Il est aberrant de classifier le comportement sexuel en onanisme, hétérosexualité et homosexualité, pour établir par là trois types de réactions ou que des individus visent ou pratiquent une activité sexuelle à l’exclusion des autres. L’anatomie ou la physiologie des réactions sexuelles et de l’orgasme ne nous apprennent pas en quoi diffèrent les réactions propres à l’onanisme, l’hétérosexualité et l’homosexualité.
La seule valeur de ces termes, c’est qu’ils nous renseignent sur l’origine du stimulus sexuel ; toutefois, ils ne devraient pas servir à caractériser les personnes réagissant à ces différents stimuli. Nous aurions les idées plus nettes si nous les faisions complètement disparaître de notre vocabulaire. Nous pourrions nous contenter de dire que des relations sexuelles entre êtres humains ont lieu soit entre un homme et une femme, soit entre deux femmes, soit entre deux hommes, ce qui reviendrait à exposer les faits de façon bien plus objective. ”
Dans une société où la procréation n’est plus le but premier des rapports sexuels, l’homosexualité devrait être aussi naturelle à l’épanouissement des êtres que l’hétérosexualité ou l’auto-érotisme. Et s’il n’en est pas ainsi, c’est pour des raisons politiques. Car enfin, seule une hétérosexualité promue au rang de dogme peut assurer aux hommes le monopole sexuel - sous prétexte de la "petite différence" : ainsi se gouverne le monde des hommes où les femmes se retrouvent entièrement dépendantes, exploitées sans merci, dans leur vie privée, comme partout ailleurs.
L’amour est la clef de cette dépendance.
C’est au nom de l’amour que les femmes lavent les chemises des hommes, qu’elles élèvent seules leurs enfants, qu’elles consolent et encouragent leur mari dans ses problèmes professionnels. Leur abnégation finit par les rendre schizophrènes (comme Rita L., devenue schizophrène une fois que son mari l’a quittée, sa seule raison d’être. A la question, mais pourquoi s’est-elle tant dévouée pour lui, elle répond : "Par amour").

→ **À faire**
(A) D'après l'extrait cité, quelle est la seule valeur des termes onanisme, hétérosexualité et homosexualité ?
(B) Relevez toutes les formes de relations sexuelles entre êtres humains que l'extrait cité propose de nommer à la place de ces termes.
(C) Prolongez l'extrait cité en reprenant juste après sa dernière phrase.
Les données qui suivent proviennent d'une autre source.

→ **Données affichées**
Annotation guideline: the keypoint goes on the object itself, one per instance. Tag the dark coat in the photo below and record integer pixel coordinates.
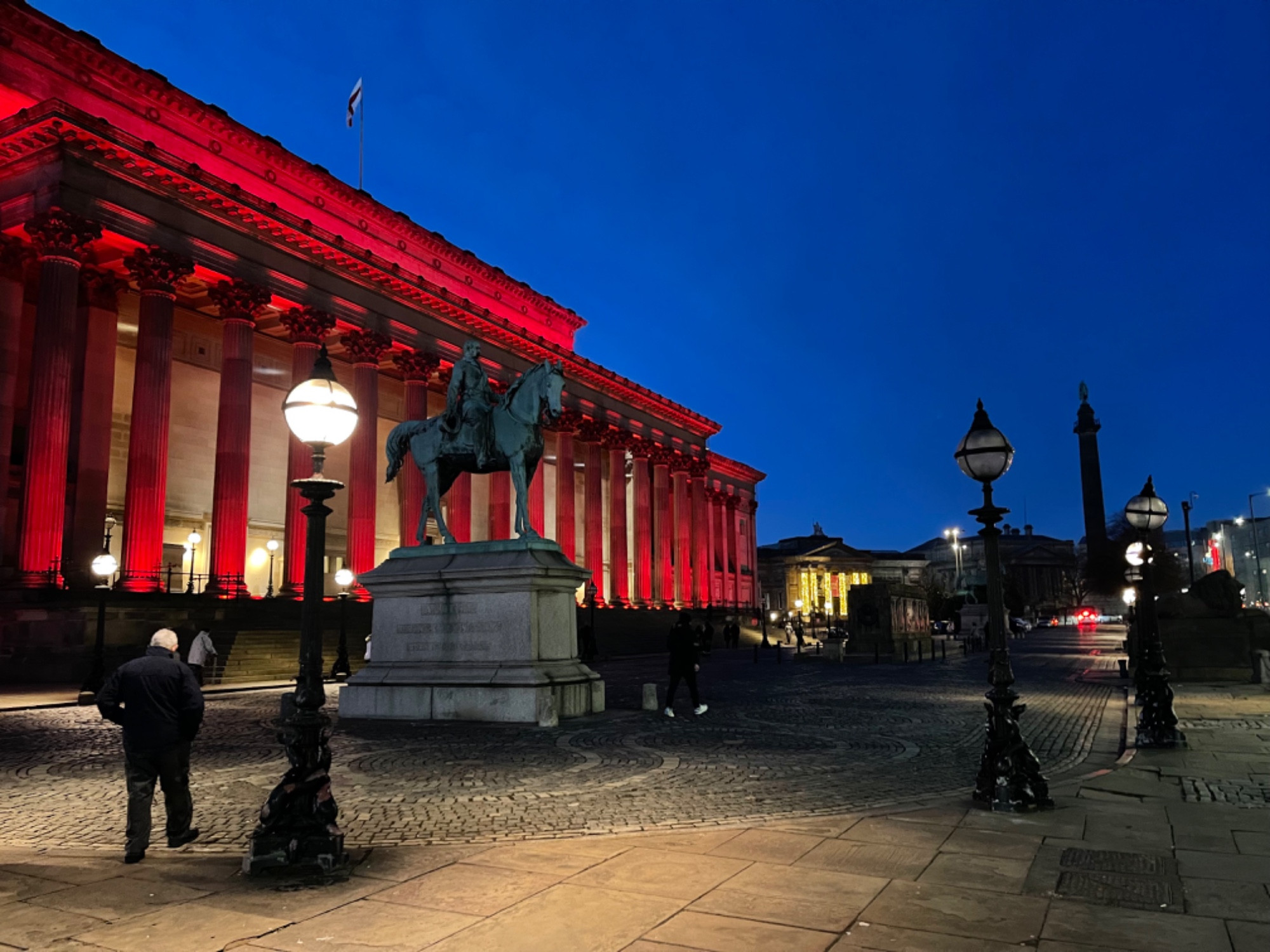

→ **Réponses par consigne**
(A) Ils renseignent sur l'origine du stimulus sexuel.

(B)
- entre un homme et une femme
- entre deux femmes
- entre deux hommes

(C)
C’est au nom de l’amour que les femmes sont exploitées. Dans ces conditions, la sexualité n’est pas une affaire privée mais politique. Quant à l’hétérosexualité exclusive, c’est l’instrument décisif du pouvoir des hommes dans la lutte des sexes. Contre cette situation, on peut et on doit affirmer qu’il y a une alternative. Quand l’amour des femmes ne sera plus un privilège naturel des hommes, il faudra qu’ils fassent un effort. Et pour tenir le coup, il faudrait qu’ils révisent leur position. Mais "jouer les simples bouche-trous" (Christa), ça ne marche plus. C’est pour cette seule et unique raison qu’ils se cramponnent tant à leur petite différence.
Ecoutons deux féministes américaines :
Dans son analyse les rapports de pouvoir entre les sexes "Réflexion sur la libération de la femme", publiée dans Les temps modernes en 1972, Susan Sonntag écrit : "Si nous ne voulons pas que la libération sexuelle se révèle vouée à l’échec, nous devons nous-mêmes redéfinir la sexualité. Car ni les rapports sexuels en soi ni les aventures à la chaîne ne nous satisfont. En ce domaine, une éthique vraiment libératrice doit rejeter le dogme du moment de l’hétérosexualité. Une société non répressive, une société où les femmes et les hommes sont subjectivement et objectivement égaux sera obligatoirement une société bisexuée, androgyne."
Et Shulamith Firestone, dans son livre Libération de la femme et révolution sexuelle, relie le problème de la sexualité à la lutte des classes, et déclare : "De même que la révolution socialiste vise non seulement à abolir les privilèges des classes, mais aussi à supprimer les différences qui les fondent, la révolution féministe, elle, ne doit pas seulement viser à supprimer les privilèges des hommes, mais à supprimer la différence des sexes elle-même : les différences proprement sexuelles n’auraient alors plus la moindre conséquence sociale. (Ce serait le retour à une pansexualité spontanée - la "perversion polymorphe" de Freud - qui remplacerait alors l’homo-, l’hétéro- et la bisexualité.)"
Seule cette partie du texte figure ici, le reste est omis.